* **EXERCISE DATA**:
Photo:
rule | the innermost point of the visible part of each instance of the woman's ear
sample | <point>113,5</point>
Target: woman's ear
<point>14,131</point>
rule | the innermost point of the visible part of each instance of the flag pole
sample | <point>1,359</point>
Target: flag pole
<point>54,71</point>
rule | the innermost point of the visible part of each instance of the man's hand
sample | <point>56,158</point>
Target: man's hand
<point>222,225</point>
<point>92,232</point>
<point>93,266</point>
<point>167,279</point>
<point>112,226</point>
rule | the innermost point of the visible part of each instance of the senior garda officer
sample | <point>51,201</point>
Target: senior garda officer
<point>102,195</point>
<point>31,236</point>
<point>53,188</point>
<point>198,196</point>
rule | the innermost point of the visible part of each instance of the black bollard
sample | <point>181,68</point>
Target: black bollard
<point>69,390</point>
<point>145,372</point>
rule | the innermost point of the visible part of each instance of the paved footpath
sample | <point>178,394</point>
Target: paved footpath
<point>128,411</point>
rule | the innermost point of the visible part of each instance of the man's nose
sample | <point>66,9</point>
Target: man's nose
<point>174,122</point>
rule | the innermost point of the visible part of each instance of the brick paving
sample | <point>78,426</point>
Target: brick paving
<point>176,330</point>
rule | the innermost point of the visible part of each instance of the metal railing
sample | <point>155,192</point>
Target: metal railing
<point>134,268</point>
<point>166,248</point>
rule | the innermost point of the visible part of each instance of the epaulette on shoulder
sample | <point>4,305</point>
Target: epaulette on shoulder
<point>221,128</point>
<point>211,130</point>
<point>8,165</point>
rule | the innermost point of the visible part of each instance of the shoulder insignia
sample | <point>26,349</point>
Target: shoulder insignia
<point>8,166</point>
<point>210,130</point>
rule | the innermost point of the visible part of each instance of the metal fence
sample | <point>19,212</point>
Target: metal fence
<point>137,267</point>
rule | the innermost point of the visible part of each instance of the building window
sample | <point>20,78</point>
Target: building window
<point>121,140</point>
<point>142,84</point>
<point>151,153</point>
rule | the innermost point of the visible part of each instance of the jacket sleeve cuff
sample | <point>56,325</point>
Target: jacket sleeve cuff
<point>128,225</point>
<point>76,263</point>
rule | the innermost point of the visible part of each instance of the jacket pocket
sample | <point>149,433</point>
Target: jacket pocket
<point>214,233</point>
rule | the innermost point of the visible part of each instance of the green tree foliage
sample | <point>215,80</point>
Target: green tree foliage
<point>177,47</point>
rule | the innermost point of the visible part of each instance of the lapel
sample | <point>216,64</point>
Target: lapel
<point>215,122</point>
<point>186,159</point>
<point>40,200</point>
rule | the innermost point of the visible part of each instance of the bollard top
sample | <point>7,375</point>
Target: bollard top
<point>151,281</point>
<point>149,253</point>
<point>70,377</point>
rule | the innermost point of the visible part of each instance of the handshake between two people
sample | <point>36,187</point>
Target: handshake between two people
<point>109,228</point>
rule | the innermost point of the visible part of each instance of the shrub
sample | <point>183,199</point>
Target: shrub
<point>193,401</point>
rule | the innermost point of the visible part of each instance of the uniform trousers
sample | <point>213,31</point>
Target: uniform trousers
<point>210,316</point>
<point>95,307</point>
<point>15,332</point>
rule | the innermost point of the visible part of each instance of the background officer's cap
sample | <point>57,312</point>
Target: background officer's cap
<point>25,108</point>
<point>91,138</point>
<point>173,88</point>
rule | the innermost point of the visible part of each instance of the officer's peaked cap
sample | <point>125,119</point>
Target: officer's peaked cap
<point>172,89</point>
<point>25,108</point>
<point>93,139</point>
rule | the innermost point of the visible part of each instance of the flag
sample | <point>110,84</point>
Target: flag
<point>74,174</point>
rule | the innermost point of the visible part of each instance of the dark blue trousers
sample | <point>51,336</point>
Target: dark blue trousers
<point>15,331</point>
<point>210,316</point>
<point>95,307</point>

* **WHAT IS ASKED**:
Arrange every one of the records above as a numbered list, one line per item, and leave out any blank lines.

* **EXERCISE ANSWER**:
1. Photo:
2. rule | the innermost point of the visible part of each instance of the woman's ear
3. sample | <point>113,5</point>
4. Target: woman's ear
5. <point>14,131</point>
6. rule | the innermost point of the visible part of each instance of the flag pole
7. sample | <point>1,359</point>
8. Target: flag pole
9. <point>54,71</point>
10. rule | the innermost point of the visible part of each instance of the man's hand
11. sample | <point>56,158</point>
12. Target: man's hand
13. <point>222,225</point>
14. <point>92,232</point>
15. <point>93,266</point>
16. <point>167,279</point>
17. <point>112,226</point>
18. rule | the innermost point of the visible part of each instance of the senior garda officer
19. sample | <point>51,201</point>
20. Target: senior garda officer
21. <point>102,195</point>
22. <point>31,236</point>
23. <point>53,188</point>
24. <point>198,196</point>
25. rule | the innermost point of the visible part of each instance of the black bollard
26. sample | <point>181,68</point>
27. Target: black bollard
28. <point>69,390</point>
29. <point>145,372</point>
30. rule | the innermost point of the visible part of each instance of the paved footpath
31. sample | <point>178,394</point>
32. Target: paved footpath
33. <point>128,411</point>
34. rule | the innermost point of the visible part of each instance of the man's nose
35. sample | <point>66,9</point>
36. Target: man's nose
37. <point>174,122</point>
38. rule | the innermost point of the visible part of each instance of the brick paving
39. sample | <point>78,426</point>
40. Target: brick paving
41. <point>176,330</point>
42. rule | the innermost point of the visible part of each instance of the metal railing
43. sample | <point>155,192</point>
44. Target: metal railing
45. <point>134,268</point>
46. <point>166,248</point>
47. rule | the innermost point of the visible part of each instance of the epaulette on shoulder
48. sample | <point>4,305</point>
49. Target: epaulette on shoulder
50. <point>221,128</point>
51. <point>211,130</point>
52. <point>8,165</point>
53. rule | the innermost point of the visible part of each instance of the shoulder insignia
54. sample | <point>26,349</point>
55. Target: shoulder insignia
56. <point>8,166</point>
57. <point>210,130</point>
58. rule | the innermost point of the visible part of each instance of the metal fence
59. sample | <point>19,212</point>
60. Target: metal fence
61. <point>137,267</point>
62. rule | the innermost point of the visible part of each instance of the building window
63. sample | <point>20,78</point>
64. Target: building window
65. <point>121,140</point>
66. <point>142,84</point>
67. <point>151,153</point>
68. rule | the innermost point of the visible part of each instance of the jacket sleeve cuff
69. sample | <point>56,325</point>
70. Target: jacket sleeve cuff
71. <point>128,225</point>
72. <point>76,263</point>
73. rule | the innermost point of the visible part of each instance of the jacket pocket
74. sample | <point>149,433</point>
75. Target: jacket pocket
76. <point>214,233</point>
77. rule | the innermost point of the visible part of each instance of the green tree foliage
78. sample | <point>215,80</point>
79. Target: green tree foliage
80. <point>177,47</point>
81. rule | the innermost point of the visible part of each instance of the lapel
82. sample | <point>216,64</point>
83. Target: lapel
84. <point>215,122</point>
85. <point>186,159</point>
86. <point>40,200</point>
87. rule | the innermost point of the visible part of each instance of the bollard top
88. sample | <point>7,375</point>
89. Target: bollard top
90. <point>151,281</point>
91. <point>149,253</point>
92. <point>70,377</point>
93. rule | the innermost point of the visible part of each instance of the handshake between two people
94. sample | <point>36,187</point>
95. Target: handshake between two people
96. <point>109,228</point>
97. rule | the innermost point of the visible part of each instance of the shrub
98. sample | <point>183,199</point>
99. Target: shrub
100. <point>193,401</point>
101. rule | the innermost point of the visible part of each instance of the uniform trousers
102. sample | <point>213,31</point>
103. Target: uniform trousers
104. <point>210,316</point>
105. <point>95,307</point>
106. <point>15,332</point>
107. rule | the innermost point of the visible part of each instance of the background officer's cap
108. sample | <point>57,312</point>
109. Target: background officer's cap
110. <point>25,108</point>
111. <point>91,138</point>
112. <point>173,88</point>
113. rule | the innermost point of the visible part of each instance of the officer's peaked cap
114. sample | <point>125,119</point>
115. Target: officer's peaked cap
116. <point>172,89</point>
117. <point>25,108</point>
118. <point>93,139</point>
119. rule | the innermost point of the visible part of each instance of the flag
120. sample | <point>110,84</point>
121. Target: flag
122. <point>74,174</point>
123. rule | the innermost point of the visible part of each instance of the dark blue trousers
124. sample | <point>51,336</point>
125. Target: dark blue trousers
126. <point>15,331</point>
127. <point>210,316</point>
128. <point>95,307</point>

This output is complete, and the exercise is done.